-------- READING TEXT --------
Insight: When an ensemble really gels and their performance is organic and alive, you’ll hear “That band has great chemistry.” “Chemistry,” is so essential and is so broad a term, it’s nearly synonymous with “group mind.”

An ensemble that has chemistry:

  • Anticipates: each member has enough familiarity with each others’ tendencies as to be able to anticipate what they’ll do next (like being able to complete each others’ sentences.) Any musical moment is stronger when what comes before it sets that moment up. Familiarity means individual members can set up what comes next from other members.
  • Listens: simply put, you can’t interact if you are in your own world. Chemistry requires each member connecting simultaneously with their inner voice, the piece at hand and the rest of the ensemble.
  • Has common ground: shared musical sensibilities, gravitating toward similar styles of music and interpretation of phrases, cadences, harmonic treatment, rhythmic variations etc., perhaps from having a similar musical education.
  • Is reciprocal: there is a give and take. Call it hospitality – making room for other voices while honoring one’s own.
    • More concretely, each member bases what they play on what they hear both externally and internally. “Externally” meaning the here-and-now sounds coming from the other members as well as the palette of possibilities of the piece. “Internally” meaning one’s inner creative impulses refined by the musical disciplines like mastery of the instrument and an understanding of the style of the piece.
    • Also includes members’ good working sense of how their instrument contributes to the whole – of the breadth and limits of their role in the ensemble and the piece at hand.
  • Balances individual and group concerns: there is room for both individuality and unity. “Speaking as one” but not to the point of losing one’s individuality. Not insisting on one’s individuality to the point of reducing the performance to a clamor of individuals competing for attention.
-------- RECORDS SUPPLIED --------
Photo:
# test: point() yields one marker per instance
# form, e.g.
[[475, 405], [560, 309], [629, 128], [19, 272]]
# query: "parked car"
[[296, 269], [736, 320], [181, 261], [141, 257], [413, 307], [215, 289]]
--------
__HOW TO COMPLETE THIS TASK__. In the text on ensemble chemistry, what term is "chemistry" said to be nearly synonymous with?

__EXPECTED OUTPUT__. "Group mind."